Page excerpt>
....
Influences
The people who have influenced me the most with respect to nuclear weapons policy, impact and history are Carl Sagan, Dr. Richard Rhodes, Daniel Ellsberg and the photographer Robert Del Tredici. I believe my interest in this subject came from growing up in a very spiritual family which took moral, humanistic and religious responsibilities very seriously. In the late 1970s, at the age of 10, I was deeply impacted by the ABC mini-series The Holocaust, which dumbfounded me with its imagery of genocide and families suffering together. My feeling of near-infinite safety from growing up in the loving family I had I realized was something of an illusion.
What deepened my interest in nuclear weapons was, in 2011, losing our son Alexander. Death and devastating loss changed from an unreal, abstract concept to a reality which I knew intimately. Gone also were my illusions that the worst will never occur. Extrapolating my own pain, grief and loss to what I imagined would come from a nuclear war motivated me to use my energy, resources and The Reader Magazine to fight against the insanity of these weapons.
Truth
The hidden reality…is that for over fifty years, all-out thermonuclear war– an irreversible, unprecedented, and almost unimaginable calamity for civilization and most life on earth– has been a catastrophe waiting to happen.
....
Records provided>

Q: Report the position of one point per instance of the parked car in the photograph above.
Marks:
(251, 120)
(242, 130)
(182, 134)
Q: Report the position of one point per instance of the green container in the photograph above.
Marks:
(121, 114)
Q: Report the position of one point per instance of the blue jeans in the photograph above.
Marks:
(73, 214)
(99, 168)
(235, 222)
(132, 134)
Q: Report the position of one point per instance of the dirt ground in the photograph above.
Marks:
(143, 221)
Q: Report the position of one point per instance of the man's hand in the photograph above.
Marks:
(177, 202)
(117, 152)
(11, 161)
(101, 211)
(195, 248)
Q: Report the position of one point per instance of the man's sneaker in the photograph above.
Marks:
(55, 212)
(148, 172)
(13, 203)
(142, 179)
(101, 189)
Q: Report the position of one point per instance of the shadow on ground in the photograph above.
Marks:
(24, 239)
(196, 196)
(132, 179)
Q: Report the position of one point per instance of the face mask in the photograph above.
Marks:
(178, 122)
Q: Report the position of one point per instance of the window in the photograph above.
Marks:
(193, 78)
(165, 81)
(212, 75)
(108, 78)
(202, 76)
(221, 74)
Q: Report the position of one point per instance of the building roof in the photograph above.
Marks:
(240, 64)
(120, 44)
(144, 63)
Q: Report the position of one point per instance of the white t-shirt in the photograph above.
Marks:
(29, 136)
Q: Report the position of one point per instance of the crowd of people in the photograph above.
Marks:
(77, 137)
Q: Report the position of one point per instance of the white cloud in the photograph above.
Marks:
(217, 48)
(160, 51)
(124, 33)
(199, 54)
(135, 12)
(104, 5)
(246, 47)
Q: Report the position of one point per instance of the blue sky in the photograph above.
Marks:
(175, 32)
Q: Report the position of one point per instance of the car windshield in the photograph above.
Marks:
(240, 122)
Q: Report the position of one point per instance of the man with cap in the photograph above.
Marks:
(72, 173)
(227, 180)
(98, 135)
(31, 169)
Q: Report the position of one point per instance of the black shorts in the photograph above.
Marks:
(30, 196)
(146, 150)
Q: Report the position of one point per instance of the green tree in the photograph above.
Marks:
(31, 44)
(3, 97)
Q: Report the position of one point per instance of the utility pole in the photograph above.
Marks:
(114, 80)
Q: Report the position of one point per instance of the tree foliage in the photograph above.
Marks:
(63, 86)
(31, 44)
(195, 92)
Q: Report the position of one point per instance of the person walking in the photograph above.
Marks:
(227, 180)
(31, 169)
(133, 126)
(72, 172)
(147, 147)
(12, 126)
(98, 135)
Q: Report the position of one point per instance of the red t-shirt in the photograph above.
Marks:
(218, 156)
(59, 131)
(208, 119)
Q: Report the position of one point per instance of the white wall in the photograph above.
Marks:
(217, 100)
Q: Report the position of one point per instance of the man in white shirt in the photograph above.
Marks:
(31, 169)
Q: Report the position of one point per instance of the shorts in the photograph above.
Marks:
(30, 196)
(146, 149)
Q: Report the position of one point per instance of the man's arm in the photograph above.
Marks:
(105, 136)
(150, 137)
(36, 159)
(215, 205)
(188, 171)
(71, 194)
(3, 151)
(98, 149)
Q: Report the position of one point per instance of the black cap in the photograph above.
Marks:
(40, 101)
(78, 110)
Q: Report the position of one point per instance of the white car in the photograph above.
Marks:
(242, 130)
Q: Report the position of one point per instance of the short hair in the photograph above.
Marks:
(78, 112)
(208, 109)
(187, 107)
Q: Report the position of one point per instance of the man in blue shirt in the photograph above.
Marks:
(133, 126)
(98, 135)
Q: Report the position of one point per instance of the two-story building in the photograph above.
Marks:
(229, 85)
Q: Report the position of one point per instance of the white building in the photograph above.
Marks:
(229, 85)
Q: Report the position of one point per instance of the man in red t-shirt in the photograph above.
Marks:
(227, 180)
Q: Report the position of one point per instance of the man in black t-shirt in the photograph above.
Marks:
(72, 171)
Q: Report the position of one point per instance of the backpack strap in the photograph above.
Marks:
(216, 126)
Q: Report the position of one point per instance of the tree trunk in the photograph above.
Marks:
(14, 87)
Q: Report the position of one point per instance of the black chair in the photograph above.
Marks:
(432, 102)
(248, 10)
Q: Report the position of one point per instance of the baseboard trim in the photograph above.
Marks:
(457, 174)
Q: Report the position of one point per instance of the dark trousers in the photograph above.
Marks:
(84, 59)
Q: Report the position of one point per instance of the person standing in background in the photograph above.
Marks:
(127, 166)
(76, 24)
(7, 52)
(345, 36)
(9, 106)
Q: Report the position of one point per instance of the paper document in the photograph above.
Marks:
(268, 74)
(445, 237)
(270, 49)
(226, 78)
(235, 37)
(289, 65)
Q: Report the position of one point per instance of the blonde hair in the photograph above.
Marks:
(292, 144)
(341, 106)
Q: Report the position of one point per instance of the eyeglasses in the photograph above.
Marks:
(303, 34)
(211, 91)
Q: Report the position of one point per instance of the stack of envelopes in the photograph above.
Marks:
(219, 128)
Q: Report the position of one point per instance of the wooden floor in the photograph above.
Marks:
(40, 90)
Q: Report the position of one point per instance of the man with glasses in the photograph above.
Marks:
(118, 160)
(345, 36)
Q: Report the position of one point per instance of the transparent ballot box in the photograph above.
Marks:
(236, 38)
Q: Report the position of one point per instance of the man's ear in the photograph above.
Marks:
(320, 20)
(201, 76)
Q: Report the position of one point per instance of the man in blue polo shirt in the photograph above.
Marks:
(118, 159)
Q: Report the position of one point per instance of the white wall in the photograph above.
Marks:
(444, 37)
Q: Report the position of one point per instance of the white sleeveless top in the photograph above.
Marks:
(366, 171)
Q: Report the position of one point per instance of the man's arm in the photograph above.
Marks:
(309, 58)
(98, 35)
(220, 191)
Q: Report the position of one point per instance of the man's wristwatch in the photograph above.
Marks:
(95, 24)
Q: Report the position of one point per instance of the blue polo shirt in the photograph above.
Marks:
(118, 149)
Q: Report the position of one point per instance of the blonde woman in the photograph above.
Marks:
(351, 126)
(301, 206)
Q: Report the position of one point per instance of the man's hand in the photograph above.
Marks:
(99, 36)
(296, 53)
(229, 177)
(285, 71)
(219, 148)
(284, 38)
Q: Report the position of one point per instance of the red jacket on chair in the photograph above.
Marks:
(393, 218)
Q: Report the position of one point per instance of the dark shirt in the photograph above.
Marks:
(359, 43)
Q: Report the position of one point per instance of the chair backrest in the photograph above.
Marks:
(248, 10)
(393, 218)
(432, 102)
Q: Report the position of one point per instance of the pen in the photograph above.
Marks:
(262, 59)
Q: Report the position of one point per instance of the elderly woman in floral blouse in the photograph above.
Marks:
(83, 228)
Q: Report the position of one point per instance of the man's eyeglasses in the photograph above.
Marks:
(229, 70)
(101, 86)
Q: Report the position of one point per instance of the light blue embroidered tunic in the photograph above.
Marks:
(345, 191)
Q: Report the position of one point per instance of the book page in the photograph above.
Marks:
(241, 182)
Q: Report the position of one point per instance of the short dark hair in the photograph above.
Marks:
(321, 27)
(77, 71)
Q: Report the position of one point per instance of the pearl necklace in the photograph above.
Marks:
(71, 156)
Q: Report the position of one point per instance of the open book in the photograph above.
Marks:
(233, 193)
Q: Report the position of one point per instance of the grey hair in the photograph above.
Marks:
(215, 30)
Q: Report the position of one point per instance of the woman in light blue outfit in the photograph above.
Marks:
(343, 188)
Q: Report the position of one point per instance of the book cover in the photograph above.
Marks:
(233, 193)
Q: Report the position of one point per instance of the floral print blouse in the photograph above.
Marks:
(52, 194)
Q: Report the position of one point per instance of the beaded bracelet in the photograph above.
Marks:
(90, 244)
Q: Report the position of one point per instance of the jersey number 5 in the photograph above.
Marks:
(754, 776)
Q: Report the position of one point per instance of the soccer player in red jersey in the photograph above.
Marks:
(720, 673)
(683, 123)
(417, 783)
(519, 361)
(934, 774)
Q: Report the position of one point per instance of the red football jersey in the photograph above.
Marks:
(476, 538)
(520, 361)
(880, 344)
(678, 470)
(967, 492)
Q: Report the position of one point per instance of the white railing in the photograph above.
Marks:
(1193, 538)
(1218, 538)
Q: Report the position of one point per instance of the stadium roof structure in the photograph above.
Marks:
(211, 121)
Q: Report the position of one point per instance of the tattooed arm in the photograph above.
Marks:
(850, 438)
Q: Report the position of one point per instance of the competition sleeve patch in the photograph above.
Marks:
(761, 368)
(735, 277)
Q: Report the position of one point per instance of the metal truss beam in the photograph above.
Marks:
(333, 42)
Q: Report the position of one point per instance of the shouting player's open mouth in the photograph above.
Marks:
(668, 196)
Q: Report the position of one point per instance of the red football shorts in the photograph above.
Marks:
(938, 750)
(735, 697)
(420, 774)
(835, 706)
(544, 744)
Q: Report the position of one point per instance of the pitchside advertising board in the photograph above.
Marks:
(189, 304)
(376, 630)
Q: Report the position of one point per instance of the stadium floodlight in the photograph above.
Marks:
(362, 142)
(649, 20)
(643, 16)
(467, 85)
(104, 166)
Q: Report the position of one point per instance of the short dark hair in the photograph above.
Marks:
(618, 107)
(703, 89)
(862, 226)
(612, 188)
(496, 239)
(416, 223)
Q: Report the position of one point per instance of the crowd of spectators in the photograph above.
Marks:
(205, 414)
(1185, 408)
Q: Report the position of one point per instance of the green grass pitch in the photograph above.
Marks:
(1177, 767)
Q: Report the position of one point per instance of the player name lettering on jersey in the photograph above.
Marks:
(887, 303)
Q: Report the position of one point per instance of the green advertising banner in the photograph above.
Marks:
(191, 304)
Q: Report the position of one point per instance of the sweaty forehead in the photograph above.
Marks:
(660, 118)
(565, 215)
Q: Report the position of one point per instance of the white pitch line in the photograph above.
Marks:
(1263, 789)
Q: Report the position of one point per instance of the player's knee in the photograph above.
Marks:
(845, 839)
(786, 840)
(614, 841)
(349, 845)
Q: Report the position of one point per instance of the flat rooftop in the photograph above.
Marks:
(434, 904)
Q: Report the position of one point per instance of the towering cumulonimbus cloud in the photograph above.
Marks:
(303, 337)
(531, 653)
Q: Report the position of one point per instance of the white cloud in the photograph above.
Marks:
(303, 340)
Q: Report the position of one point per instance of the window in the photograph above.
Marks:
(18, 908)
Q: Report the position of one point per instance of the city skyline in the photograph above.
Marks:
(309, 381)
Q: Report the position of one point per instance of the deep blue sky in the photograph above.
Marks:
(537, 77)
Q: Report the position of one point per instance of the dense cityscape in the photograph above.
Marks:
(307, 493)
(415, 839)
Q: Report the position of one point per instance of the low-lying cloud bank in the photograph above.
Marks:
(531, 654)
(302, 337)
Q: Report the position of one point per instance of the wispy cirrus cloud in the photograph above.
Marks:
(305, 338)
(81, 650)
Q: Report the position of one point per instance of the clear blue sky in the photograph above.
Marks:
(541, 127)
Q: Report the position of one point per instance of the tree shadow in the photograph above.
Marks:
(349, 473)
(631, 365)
....
Set tasks>
**1)** According to the passage, which ABC mini-series deeply affected the writer at the age of 10?
**2)** Locate and copy every line of the records that contains the string "shorts". Letter case counts.
The passage and the records bear no relation to each other.

Answers to the exercises>
**1)** The Holocaust

**2)**
Q: Report the position of one point per instance of the black shorts in the photograph above.
Q: Report the position of one point per instance of the shorts in the photograph above.
Q: Report the position of one point per instance of the red football shorts in the photograph above.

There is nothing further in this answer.